* _Text passage_
────────────────────────────────────────

Science

Wild Australian Grass Got Kangaroos So High They Couldn't Walk Straight

A wild grass carries a potent psychedelic.

by Emma Betuel

Viral videos of distressed kangaroos bouncing around erratically have stirred up concern and sympathy across the internet. Despite claims that these kangaroos look “drunk,” it might be more accurate to say that these kangaroos are high. They’ve been eating DMT-laced grass for days, and if earlier research on what the plant does to sheep holds true for kangaroos, it’s also causing a slew of other weird and potentially fatal effects.

In June, The Guardian reported that the kangaroos are suffering from a condition called “phalaris staggers,” which happens when kangaroos — or pretty much any other animal — munches too much Phalaris aquatica, a grass that produces DMT naturally. DMT is a potent psychedelic substance sometimes referred to as the “spirit molecule.”

In addition to giving animals the staggers, the plant can turn kidneys green and cause a strange amount of “head nodding,” as the studies on sheep have shown. Sometimes, the kangaroos suddenly die from eating all that grass through a condition called “phalaris toxicity.”

While there is little research into how DMT interacts with kangaroo brains, there is a small body of literature showing how it interacts with sheep because farmers in Australia have been feeding it to their flocks for decades. A 2014 paper published in the Australia Journal of Toxins noted that eating phalaris not only caused “hyper-excitability,” “muscle tremors,” and “an ill-coordinated ‘proppy’ gait” but also caused the sheep’s kidneys to turn green and small amount of a “golden brown deposit” to manifest in their neurons.

────────────────────────────────────────

* _Task to complete_
According to the article on kangaroos and the wild grass, what substance does Phalaris aquatica produce naturally? The material that follows has no connection to the text about kangaroos and the wild grass.

* _Given information_
────────────────────────────────────────

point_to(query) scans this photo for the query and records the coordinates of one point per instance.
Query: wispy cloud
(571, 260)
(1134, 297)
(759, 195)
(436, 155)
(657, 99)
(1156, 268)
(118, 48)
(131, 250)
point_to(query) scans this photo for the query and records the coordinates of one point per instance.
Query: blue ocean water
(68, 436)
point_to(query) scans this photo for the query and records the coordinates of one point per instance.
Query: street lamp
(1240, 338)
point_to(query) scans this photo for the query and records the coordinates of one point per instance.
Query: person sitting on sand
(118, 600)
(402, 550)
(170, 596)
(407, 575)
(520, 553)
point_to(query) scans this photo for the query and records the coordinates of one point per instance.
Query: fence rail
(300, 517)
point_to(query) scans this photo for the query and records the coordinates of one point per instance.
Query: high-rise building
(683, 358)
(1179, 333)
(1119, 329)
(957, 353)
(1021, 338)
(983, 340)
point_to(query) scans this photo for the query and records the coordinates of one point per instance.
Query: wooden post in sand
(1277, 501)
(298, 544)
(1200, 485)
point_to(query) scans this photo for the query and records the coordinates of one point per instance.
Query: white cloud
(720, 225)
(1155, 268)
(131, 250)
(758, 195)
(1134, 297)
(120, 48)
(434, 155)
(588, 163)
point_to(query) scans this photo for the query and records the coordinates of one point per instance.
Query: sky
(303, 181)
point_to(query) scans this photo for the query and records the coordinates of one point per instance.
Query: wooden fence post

────────────────────────────────────────

* _Answer to the exercise_
DMT, a potent psychedelic sometimes called the "spirit molecule."